Love Was My Evil
I was 15 years old. (And you know how you are as a young girl trying to find love) And I met what I thought was the love of my life online. He was charming, and he had a lot in common with me. I started going to his house every day. I was madly in love. (or so I thought at the time) I became pregnant with his child after three months of dating. I assumed my parents were terrible people. They did not approve of me keeping this baby I mean I was 15, so I leaned on my boyfriend for the support I needed as a pregnant teen all alone.
There was so much drama after we had the baby. He slapped me in the hospital room just the day after giving birth by cesarean. I didn't think anything of it. I was 16. I just got pissed. Well eventually time flew by, and I was 18. I moved out two hours before the clock struck midnight of my 18th birthday to go live with my "prince charming" and be a happy family with our 2-year-old son. We got a place to ourselves, and we started to argue. Nothing too dangerous I guess, but they escalated. I just turned 19, and I became pregnant with our second son. The abuse mellowed out during this time. Our life was happy again. Our son arrived, and joy spread through our lives. Then four months later I unexpectedly got pregnant again. Things became dark after this. Our love life declined. I was always getting yelled at about how we could not afford this child. We moved once again into a trailer my parents had brought us. Then things started to decline.
My fiance then began to do prescription pain medication. His addiction wasn't bad, and I overlooked it because I assumed it was for his back pain because he has severe scoliosis and no insurance to go to a doctor. Our son was born July 3rd, 2014. The love was completely gone to him. He began to ignore me. Complain about how I was in bed. How I need to do sexual favors better. He complained about my weight the way I looked everything. His addiction worsened horribly within a year. He began to beat me every day brutally. At this point, I want to die. I ran away twice. The first time to his mother's house. He found me and the second time to a woman's shelter. I was safe there, but he managed to text my phone and convince me of leaving. When I came back, the beatings were so bad I could not even function. I had black eyes a swollen face I was kicked, knocked down, and punched. He threw tables at me and pulled a gun on me. At this point, I'm wondering if I'm going to see tomorrow. I had a good friend at my work whom I discussed this with a lot he was afraid of what to tell me to do. I began romantically talking to him online in secret. I liked him, and he appreciated me, and I was getting quite tired of getting beaten. I figured if I can not be happy and I'm going to get my life threatened it was time to stand up for myself.

- _Supplied material_
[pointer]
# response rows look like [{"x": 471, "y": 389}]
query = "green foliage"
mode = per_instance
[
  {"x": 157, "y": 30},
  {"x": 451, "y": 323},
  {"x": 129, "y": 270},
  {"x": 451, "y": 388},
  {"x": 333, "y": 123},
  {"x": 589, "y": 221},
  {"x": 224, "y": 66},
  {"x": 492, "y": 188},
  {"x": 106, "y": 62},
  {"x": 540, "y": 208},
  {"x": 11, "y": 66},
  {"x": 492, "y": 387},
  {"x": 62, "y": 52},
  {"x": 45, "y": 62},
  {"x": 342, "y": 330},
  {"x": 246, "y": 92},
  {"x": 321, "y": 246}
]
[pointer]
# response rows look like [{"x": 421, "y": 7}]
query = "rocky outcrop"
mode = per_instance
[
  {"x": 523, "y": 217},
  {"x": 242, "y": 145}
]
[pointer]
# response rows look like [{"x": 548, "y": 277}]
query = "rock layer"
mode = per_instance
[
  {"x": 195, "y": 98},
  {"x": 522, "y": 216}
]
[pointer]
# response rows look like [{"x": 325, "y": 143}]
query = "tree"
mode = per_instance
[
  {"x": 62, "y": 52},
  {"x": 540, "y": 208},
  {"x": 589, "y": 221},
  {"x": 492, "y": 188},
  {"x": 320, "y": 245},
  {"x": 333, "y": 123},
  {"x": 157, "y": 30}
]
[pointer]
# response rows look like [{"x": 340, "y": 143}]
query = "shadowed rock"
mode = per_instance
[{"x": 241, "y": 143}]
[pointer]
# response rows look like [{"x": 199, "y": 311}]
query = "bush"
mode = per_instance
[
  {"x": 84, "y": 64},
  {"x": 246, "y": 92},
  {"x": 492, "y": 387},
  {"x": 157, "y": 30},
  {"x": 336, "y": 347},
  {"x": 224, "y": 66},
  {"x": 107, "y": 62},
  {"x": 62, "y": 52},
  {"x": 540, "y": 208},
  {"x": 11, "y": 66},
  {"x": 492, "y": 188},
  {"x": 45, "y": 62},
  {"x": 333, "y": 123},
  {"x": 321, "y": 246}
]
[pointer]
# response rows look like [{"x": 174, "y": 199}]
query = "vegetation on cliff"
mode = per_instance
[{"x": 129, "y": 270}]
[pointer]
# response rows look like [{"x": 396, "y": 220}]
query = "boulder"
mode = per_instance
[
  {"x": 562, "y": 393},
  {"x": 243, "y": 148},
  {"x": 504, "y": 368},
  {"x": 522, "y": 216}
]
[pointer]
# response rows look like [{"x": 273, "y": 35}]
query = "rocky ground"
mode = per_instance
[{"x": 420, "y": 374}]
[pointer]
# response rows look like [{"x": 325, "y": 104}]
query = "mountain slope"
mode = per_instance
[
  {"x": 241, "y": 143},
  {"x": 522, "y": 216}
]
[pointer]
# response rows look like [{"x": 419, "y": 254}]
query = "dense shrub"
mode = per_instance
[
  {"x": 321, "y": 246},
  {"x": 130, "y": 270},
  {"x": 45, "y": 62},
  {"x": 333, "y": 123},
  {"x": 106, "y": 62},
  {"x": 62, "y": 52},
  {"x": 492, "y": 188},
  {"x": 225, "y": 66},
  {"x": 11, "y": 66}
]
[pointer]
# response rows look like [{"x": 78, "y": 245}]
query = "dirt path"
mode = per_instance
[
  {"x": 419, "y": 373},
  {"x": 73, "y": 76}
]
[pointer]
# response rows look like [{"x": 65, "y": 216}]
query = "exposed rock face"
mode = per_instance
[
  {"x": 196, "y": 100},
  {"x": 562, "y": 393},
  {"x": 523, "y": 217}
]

- _Things to do_
• a. In the account "Love Was My Evil," where did the narrator go the first time she ran away?
• b. Continue the account "Love Was My Evil" from its final sentence.

- _Exercise responses_
• a. To her fiancé's mother's house.

• b.
One day he took it too far. He picked me up from my sister's house where I had to stay one night because he locked me out of my house. He punched me so much to where I was bleeding all over my face, and I was severely bruised. He left for work, and I'm sitting at home counting down the minutes for him to come back and finish me off. I texted the man whom I worked with and was romantically speaking with and asked him what I should do. There was no reply he was working. The time was ticking faster. And I built up all the courage in me to dial 911. The police arrived, and I showed them what he had done to me. Very shortly after, he pulled up. The police arrested him on the spot. He begged and pleaded me, and I told him bye is all I could say to him. It turns out the man whom I was speaking with at this time got my message and rushed to get me afterward and take me to a safe place as the police advised me.
We began dating after this, and now he is my whole world. Our relationship is an example how love should feel. He treats me with the utmost respect and loves me so dearly, And I realized that what I thought was love for seven years was not love. It was a routine that I was too afraid to break. I now feel empowered to tell women of my experience because I know they can let go too. My abuser still gets visitation of the children when he returns from jail but I got an order of protection, and he is not allowed to contact me. Or come near me. But overall my life is 100% better, and I no longer fear for my life, and I don't have to walk on thin ice every day. And that feeling is very amazing to me that I am finally free from the prison I lived.